CONSIGNE A
Relevez chaque ligne des enregistrements qui contient le mot « white », en tenant compte de la casse.

Un groupuscule états-unien, constitué autour de la pensée du philosophe Leo Strauss, contrôle désormais à la fois le secrétariat à la Défense et celui d’État. Après avoir organisé quantité de guerres depuis celles de Yougoslavie, ils ont imaginé celle d’Ukraine. Il manipule désormais l’Union européenne et s’apprête à la priver de sources d’énergie. Si les dirigeants européens n’ouvrent pas les yeux, leur alliance avec Washington conduira à l’effondrement de l’économie de l’Union. Il ne sert à rien de croire que les Européens seront épargnés parce que développés. Les straussiens ont écrit, dès 1992, qu’ils n’hésiteraient pas à détruire l’Allemagne et l’UE.
À partir de 1949, le philosophe allemand juif Leo Strauss enseigna à l’université de Chicago. Il constitua bientôt un petit groupe de disciples juifs, choisis parmi ses élèves. Il leur délivra un enseignement oral, bien différent de ses écrits. Selon lui, les démocraties avaient montré leur incapacité à protéger les juifs de la solution finale nazie. Pour éviter que ce drame ne se reproduise et que le marteau ne s’abatte à nouveau sur eux, ses disciples devaient donc se placer de l’autre côté du manche. Il leur conseilla d’édifier leur propre dictature.
Organisant ses disciples, Leo Strauss les appela ses « hoplites » (les soldats de Sparte). Il les éduqua à aller perturber les cours de certains de ses collègues professeurs.
Plusieurs des membres de cette secte ont occupé de très hautes fonctions aux États-Unis et en Israël. Le fonctionnement et l’idéologie de ce groupuscule ont fait l’objet de controverses après les attentats du 11 septembre 2001. Une abondante littérature a opposé les partisans et les adversaires du philosophe. Les faits sont cependant indiscutables [1].
Des auteurs antisémites ont amalgamé, à tort, les straussiens, les communautés juives de la diaspora et l’État d’Israël. Or, jamais l’idéologie de Leo Strauss n’a été discutée dans le monde juif avant le 11-septembre. D’un point de vue sociologique, il s’agit d’un phénomène sectaire, pas du tout représentatif de la culture juive. Toutefois, en 2003, les « sionistes révisionnistes » de Benjamin Netanyahu conclurent un pacte avec les straussiens US, en présence d’autres dirigeants israéliens [2]. Cette alliance ne fut jamais publicisée.

ENREGISTREMENTS

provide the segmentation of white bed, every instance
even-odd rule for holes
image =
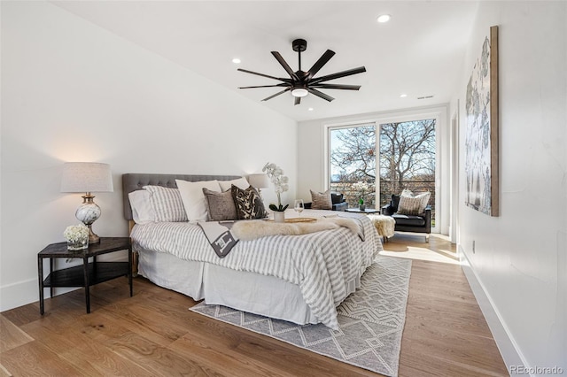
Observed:
[[[175,187],[175,179],[199,181],[210,179],[228,181],[235,178],[234,176],[125,174],[123,176],[125,217],[128,220],[132,219],[129,202],[127,200],[128,194],[140,189],[144,186]],[[292,211],[288,211],[286,215],[291,217],[295,213]],[[256,268],[254,263],[248,262],[246,264],[238,259],[238,258],[242,259],[244,258],[242,257],[243,255],[249,256],[254,253],[262,256],[273,254],[270,257],[271,258],[280,258],[278,257],[279,253],[282,253],[287,255],[285,258],[290,260],[293,258],[307,258],[305,260],[311,260],[313,264],[313,259],[318,258],[324,260],[321,263],[317,262],[315,265],[316,268],[313,269],[319,270],[316,272],[319,275],[328,273],[330,276],[335,276],[334,273],[338,267],[332,267],[333,264],[327,263],[327,259],[336,260],[333,263],[340,261],[341,266],[338,269],[350,271],[350,273],[341,274],[342,281],[340,283],[338,283],[336,281],[337,278],[333,277],[331,279],[333,284],[329,284],[329,287],[317,287],[317,289],[321,292],[317,295],[325,296],[328,294],[332,296],[331,304],[334,310],[334,307],[338,305],[342,300],[360,286],[361,275],[372,262],[376,254],[382,250],[382,245],[376,228],[364,215],[306,210],[301,216],[320,217],[330,215],[353,218],[355,221],[360,223],[361,228],[363,229],[364,241],[348,229],[342,228],[318,232],[316,235],[279,235],[263,237],[261,241],[240,241],[225,258],[219,258],[211,246],[207,245],[210,248],[210,252],[205,254],[205,257],[196,258],[193,255],[196,253],[194,249],[206,248],[206,246],[202,246],[202,240],[200,243],[198,242],[197,246],[192,247],[190,250],[185,248],[184,242],[173,241],[177,238],[183,238],[174,234],[171,234],[174,235],[163,235],[167,242],[154,242],[154,238],[161,236],[159,235],[166,232],[164,229],[170,227],[169,225],[136,224],[132,229],[131,236],[134,250],[138,253],[138,273],[157,285],[181,292],[195,300],[205,299],[206,304],[221,304],[298,324],[322,322],[330,327],[336,328],[336,313],[334,319],[331,318],[332,316],[328,317],[327,314],[322,314],[320,308],[317,305],[314,306],[313,300],[306,293],[306,289],[307,289],[306,284],[307,283],[305,281],[309,281],[311,277],[305,276],[308,273],[305,266],[299,265],[297,268],[294,267],[295,269],[291,273],[286,271],[282,273],[275,273],[279,275],[279,277],[276,277],[269,275],[269,272],[267,273],[269,269]],[[182,232],[186,231],[184,229],[186,227],[190,228],[191,225],[175,223],[172,227],[177,229],[177,232]],[[190,230],[190,232],[195,232],[192,228]],[[294,242],[299,246],[296,248],[297,250],[294,250],[293,246],[288,245],[290,242],[285,237],[296,237],[294,238],[296,240]],[[332,237],[337,237],[337,242]],[[330,242],[330,240],[332,242]],[[166,244],[163,247],[165,249],[160,246],[164,243]],[[260,243],[262,244],[260,245]],[[291,243],[293,245],[296,244]],[[348,246],[345,247],[345,245]],[[308,254],[302,254],[307,249],[312,249],[312,250]],[[327,251],[327,249],[330,250]],[[260,251],[264,250],[266,251]],[[315,254],[317,257],[313,257]],[[199,258],[200,260],[198,260]],[[307,263],[304,259],[300,260],[300,264]],[[333,271],[325,273],[326,270],[322,267],[322,265],[328,265],[328,268]],[[301,270],[302,268],[303,270]],[[353,271],[355,273],[352,273]],[[329,280],[327,277],[317,279],[325,281]],[[313,282],[311,284],[313,285]],[[306,297],[307,297],[307,300]]]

CONSIGNE B
Rédigez la suite du texte sur Leo Strauss et ses disciples, en reprenant juste après sa dernière phrase.

RÉPONSE ATTENDUE A
provide the segmentation of white bed, every instance

RÉPONSE ATTENDUE B
Une des caractéristiques de ce groupuscule est d’être prêt à tout. Par exemple, ils voulaient faire revenir l’Iraq à l’âge de pierre. C’est effectivement ce qu’ils ont fait. Pour eux tous les sacrifices sont possibles, y compris pour eux mêmes, pourvu qu’ils restent les premiers ; pas les meilleurs, les premiers ! [3]
En 1992, un conseiller du secrétaire à la Défense, le straussien Paul Wolfowitz, rédigea le Defense Planning Guidance. C’était le premier document officiel US reflétant la pensée de Leo Strauss [4]. Wolfowitz a été initié à la pensée de Strauss par le philosophe états-unien Allan Bloom (ami du Français Raymond Aron), il n’a lui-même connu que brièvement le maître à la fin de son enseignement à Chicago. Cependant, l’ambassadrice US à l’Onu, Jeane Kirkpatrick, l’a reconnu comme « une des grandes figures straussiennes » [5].
Dans le contexte de la dissolution de l’Union soviétique, Wolfowitz développe une stratégie pour maintenir l’hégémonie des États-Unis sur la totalité du reste du monde.
Le Defense Planning Guidance aurait dû rester confidentiel, mais le New York Times en révéla les principales lignes et en publia des extraits [6]. Trois jours plus tard, le Washington Post en révéla d’autres détails [7]. En définitive, le texte original ne fut jamais rendu public, mais une version retouchée par le secrétaire à la Défense (et futur vice-président), Dick Cheney, circula.
On sait que le document initial se fonde sur une série de réunions auxquelles trois autres personnes, toutes straussiennes, ont participé : Andrew Marshall, le « penseur » du Pentagone (qui fut remplacé trois ans après sa mort par Arthur Cebrowski), Albert Wohlstetter, le penseur de la stratégie de dissuasion atomique, et son gendre Richard Perle, le futur directeur du Defense Policy Board. Le Defense Planning Guidance a été rédigé par un élève de Wohlstetter, Zalmay Khalilzad (futur ambassadeur à l’Onu).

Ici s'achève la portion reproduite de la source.